Stored entries -
=-=-=-=-=
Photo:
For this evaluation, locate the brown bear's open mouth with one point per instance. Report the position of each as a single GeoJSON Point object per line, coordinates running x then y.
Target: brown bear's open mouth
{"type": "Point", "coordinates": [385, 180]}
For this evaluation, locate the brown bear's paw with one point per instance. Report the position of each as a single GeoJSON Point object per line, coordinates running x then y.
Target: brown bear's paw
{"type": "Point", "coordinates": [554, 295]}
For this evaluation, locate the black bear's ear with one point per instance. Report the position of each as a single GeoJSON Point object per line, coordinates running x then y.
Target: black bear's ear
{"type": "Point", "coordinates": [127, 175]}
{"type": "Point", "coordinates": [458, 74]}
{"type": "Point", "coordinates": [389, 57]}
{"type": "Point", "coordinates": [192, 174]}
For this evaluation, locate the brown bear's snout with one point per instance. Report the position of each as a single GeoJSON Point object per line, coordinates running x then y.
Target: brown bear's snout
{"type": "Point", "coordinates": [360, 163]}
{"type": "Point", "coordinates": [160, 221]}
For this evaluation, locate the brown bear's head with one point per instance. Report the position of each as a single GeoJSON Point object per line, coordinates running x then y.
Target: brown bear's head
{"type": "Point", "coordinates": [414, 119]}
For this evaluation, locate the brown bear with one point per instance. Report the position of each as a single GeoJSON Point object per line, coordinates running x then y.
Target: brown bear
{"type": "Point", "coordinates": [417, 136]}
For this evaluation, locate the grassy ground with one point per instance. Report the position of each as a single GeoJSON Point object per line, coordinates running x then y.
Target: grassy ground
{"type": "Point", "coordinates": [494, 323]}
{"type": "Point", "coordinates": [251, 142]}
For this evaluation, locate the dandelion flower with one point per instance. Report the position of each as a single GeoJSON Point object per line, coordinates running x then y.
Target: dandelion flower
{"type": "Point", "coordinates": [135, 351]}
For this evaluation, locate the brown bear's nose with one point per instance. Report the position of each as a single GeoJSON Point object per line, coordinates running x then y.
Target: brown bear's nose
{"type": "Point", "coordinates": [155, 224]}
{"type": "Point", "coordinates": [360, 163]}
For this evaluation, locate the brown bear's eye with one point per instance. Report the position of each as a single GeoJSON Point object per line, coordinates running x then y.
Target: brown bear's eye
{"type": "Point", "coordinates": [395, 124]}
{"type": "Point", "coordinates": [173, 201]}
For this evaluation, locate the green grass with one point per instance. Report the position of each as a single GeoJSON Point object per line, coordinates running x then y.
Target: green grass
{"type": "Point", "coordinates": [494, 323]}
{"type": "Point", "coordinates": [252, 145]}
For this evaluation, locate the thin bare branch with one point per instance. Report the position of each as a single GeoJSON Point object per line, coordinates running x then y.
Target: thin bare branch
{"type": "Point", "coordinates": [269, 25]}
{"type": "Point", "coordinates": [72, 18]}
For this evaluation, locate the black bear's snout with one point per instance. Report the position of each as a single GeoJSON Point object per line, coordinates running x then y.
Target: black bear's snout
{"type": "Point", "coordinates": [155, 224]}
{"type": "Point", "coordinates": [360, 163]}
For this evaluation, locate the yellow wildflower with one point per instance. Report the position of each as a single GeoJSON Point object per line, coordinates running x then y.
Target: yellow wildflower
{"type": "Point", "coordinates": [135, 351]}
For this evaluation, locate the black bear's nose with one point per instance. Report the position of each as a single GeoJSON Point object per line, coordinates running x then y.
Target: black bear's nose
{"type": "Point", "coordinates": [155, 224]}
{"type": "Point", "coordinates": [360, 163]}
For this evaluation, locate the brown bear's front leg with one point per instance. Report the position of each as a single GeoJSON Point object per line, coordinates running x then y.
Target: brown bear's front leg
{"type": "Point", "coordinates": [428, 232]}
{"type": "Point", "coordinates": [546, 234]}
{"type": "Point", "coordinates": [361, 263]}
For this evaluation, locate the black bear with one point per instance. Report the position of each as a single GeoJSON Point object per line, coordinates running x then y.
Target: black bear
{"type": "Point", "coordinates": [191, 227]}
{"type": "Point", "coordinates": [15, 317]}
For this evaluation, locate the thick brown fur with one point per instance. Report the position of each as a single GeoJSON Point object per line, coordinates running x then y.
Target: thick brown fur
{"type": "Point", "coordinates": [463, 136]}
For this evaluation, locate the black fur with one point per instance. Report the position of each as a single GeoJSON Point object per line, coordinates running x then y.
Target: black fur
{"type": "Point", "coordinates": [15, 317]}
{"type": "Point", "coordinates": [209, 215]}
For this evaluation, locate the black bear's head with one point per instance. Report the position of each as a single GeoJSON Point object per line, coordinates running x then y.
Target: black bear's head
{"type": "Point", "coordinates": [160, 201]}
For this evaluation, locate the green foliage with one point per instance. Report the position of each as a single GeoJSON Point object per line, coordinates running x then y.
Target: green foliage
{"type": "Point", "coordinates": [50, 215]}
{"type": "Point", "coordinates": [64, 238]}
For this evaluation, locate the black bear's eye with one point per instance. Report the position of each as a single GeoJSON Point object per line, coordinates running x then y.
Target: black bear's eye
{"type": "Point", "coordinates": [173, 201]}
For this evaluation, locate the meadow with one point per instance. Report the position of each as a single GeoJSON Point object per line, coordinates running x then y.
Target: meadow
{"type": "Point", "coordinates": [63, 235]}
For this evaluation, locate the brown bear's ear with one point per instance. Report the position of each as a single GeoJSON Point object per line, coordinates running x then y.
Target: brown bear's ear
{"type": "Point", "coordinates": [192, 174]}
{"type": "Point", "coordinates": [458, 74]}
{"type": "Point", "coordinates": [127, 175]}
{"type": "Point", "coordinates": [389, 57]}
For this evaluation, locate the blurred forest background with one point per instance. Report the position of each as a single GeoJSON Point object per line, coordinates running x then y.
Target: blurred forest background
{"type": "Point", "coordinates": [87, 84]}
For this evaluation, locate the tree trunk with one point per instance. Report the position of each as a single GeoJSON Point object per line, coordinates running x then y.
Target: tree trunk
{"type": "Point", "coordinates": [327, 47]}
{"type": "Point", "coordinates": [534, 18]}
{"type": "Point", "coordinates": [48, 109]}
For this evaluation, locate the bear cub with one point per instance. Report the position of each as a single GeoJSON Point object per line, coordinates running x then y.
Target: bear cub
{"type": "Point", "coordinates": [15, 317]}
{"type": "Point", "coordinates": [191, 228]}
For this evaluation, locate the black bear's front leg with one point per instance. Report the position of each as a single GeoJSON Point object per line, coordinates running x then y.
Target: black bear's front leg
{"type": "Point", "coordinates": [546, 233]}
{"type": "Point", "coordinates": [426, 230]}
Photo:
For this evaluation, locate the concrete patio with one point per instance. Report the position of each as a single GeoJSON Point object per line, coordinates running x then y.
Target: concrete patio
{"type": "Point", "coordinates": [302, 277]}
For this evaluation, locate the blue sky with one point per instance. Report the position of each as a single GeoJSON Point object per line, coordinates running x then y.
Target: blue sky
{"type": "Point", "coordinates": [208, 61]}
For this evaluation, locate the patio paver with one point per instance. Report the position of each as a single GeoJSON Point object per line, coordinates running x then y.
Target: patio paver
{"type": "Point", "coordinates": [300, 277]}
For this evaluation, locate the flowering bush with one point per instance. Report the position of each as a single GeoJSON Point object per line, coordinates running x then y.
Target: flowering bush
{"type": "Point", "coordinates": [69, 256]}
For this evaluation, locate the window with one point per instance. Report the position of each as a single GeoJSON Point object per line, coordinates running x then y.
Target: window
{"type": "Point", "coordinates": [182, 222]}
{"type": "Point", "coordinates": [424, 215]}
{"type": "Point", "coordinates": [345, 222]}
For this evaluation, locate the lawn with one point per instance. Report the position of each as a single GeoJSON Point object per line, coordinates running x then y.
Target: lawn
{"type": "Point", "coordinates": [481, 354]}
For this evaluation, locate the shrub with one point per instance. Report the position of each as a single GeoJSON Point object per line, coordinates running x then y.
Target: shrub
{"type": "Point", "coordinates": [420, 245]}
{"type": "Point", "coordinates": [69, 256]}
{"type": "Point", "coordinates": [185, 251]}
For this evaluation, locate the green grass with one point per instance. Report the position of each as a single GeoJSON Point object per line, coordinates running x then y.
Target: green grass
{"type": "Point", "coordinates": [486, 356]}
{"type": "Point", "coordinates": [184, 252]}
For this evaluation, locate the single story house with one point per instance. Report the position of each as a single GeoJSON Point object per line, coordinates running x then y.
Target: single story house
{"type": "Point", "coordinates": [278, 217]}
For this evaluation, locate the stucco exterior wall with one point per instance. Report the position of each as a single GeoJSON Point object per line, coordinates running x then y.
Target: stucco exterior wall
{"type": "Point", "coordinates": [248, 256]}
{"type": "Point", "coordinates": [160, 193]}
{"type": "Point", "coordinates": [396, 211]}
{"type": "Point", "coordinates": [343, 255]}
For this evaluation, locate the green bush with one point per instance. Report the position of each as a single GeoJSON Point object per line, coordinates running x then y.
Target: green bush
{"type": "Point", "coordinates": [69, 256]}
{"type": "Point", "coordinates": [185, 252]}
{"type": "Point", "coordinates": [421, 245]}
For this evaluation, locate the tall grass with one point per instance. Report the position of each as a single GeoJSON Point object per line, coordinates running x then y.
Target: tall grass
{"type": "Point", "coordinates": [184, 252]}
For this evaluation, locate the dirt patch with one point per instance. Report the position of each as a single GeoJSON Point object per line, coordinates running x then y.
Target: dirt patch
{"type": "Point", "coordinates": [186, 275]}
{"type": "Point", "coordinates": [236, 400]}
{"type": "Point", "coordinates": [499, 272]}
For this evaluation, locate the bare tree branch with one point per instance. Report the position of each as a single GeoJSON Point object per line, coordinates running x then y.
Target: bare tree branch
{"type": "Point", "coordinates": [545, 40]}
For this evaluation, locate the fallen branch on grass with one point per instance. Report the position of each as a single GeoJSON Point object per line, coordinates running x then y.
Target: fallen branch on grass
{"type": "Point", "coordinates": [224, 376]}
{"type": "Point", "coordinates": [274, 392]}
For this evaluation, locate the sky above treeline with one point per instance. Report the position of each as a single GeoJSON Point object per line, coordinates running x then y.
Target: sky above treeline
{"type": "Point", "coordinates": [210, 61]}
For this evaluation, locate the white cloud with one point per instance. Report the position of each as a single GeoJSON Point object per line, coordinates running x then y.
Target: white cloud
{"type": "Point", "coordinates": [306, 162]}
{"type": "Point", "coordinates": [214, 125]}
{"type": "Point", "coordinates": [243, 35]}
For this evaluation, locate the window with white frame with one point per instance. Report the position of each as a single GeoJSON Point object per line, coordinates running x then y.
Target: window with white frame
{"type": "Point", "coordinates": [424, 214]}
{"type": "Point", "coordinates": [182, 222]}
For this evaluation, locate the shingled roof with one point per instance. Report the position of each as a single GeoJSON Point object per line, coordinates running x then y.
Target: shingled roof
=-=-=-=-=
Written instruction -
Every line from the one containing "For this evaluation, locate the bare" through the end of the entries above must be echoed exactly, with both ends kept.

The solution -
For this evaluation, locate the bare tree branch with one point per instance. Report the position of each as a single GeoJSON Point object per line, coordinates running x then y.
Target: bare tree branch
{"type": "Point", "coordinates": [545, 40]}
For this evaluation, locate the fallen branch on grass with one point per instance. Report the position of each as a single GeoJSON Point object per line, coordinates running x then y.
Target: fallen branch on grass
{"type": "Point", "coordinates": [224, 376]}
{"type": "Point", "coordinates": [274, 392]}
For this evaluation, locate the sky above treeline with one point per instance. Report the position of each as a single GeoJSON Point object per line, coordinates running x then y.
Target: sky above treeline
{"type": "Point", "coordinates": [210, 61]}
For this evaluation, locate the white cloud with one point per instance. Report the position of each as a single GeoJSON Point object per line, coordinates running x then y.
Target: white cloud
{"type": "Point", "coordinates": [306, 162]}
{"type": "Point", "coordinates": [214, 125]}
{"type": "Point", "coordinates": [243, 35]}
For this evaluation, locate the window with white frame with one point per instance. Report the position of each as a single GeoJSON Point object per line, coordinates running x then y.
Target: window with white frame
{"type": "Point", "coordinates": [424, 214]}
{"type": "Point", "coordinates": [182, 222]}
For this evaluation, locate the shingled roof with one point per instance. Report the position of each as a single GeoJSON Point object per line, coordinates running x then y.
Target: shingled roof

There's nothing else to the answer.